# [Problem details]
Copy everything in the records exactly; the pictures stay out.

# [Input data]
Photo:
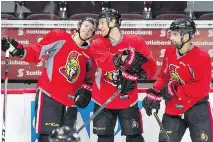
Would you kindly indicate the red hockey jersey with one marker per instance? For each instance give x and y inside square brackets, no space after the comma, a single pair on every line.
[192,70]
[67,68]
[104,87]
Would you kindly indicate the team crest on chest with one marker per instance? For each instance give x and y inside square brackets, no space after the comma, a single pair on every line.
[174,74]
[71,69]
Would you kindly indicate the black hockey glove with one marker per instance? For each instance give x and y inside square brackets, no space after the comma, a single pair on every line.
[126,81]
[151,101]
[83,96]
[63,134]
[18,48]
[133,62]
[170,90]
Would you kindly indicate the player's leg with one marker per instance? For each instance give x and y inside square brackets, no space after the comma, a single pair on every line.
[131,124]
[201,122]
[175,128]
[70,117]
[48,115]
[104,124]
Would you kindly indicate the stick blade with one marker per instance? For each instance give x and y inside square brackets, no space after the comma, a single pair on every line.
[63,134]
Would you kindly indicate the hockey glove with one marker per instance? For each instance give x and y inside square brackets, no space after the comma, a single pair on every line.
[151,101]
[133,62]
[18,48]
[126,82]
[83,96]
[170,90]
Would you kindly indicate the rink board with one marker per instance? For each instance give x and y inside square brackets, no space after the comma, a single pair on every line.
[21,115]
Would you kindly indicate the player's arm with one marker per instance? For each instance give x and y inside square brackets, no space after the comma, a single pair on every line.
[200,86]
[102,55]
[154,96]
[163,76]
[33,53]
[84,93]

# [Task response]
Photo:
Would you kindly indicate the red hockey jersey with one marker per instance? For each instance give x and y inside square brackets, no space after the comma, a single pair on every line.
[192,70]
[67,68]
[104,87]
Would you kindly indicate the team crest on chest with one marker per instance? For each instance give x and y inside square brackets, no space after the comma, a single pair on every line.
[174,74]
[71,69]
Would you kindly indicate the black hockey glove with one marker per instance? For each instance give x and y inside square brackets, no space after the comma, a single pair on every line.
[126,81]
[151,101]
[83,96]
[63,134]
[18,48]
[133,62]
[170,90]
Would you kindly indicate the player's leg with one marker per instance? For each instance give x and y inside square brackets, no space after the comma, a single pair on every line.
[131,124]
[201,122]
[175,128]
[70,117]
[48,115]
[104,124]
Would you kindly indicate the stick blade with one marker per instance? For each instance give x and y inside square brackets, no space after the comma, a single pair on every line.
[63,134]
Would you kindly indicate the hockey glove with one marker per instance? For each instance give x and y inside square brackets, no space after the comma, a single pair on every line.
[151,101]
[133,62]
[18,48]
[126,82]
[83,96]
[170,90]
Would you kindly indicate the rink board with one marker per instance? For each instance give x and y inside square brackets, no space after the comma, a single pair on every line.
[21,115]
Would you kindly indicate the player's arm with one marker per instance? For each instance give x and y inside square brackets, no space after the comma, a single pair on every line.
[200,86]
[102,55]
[154,96]
[163,76]
[33,53]
[84,93]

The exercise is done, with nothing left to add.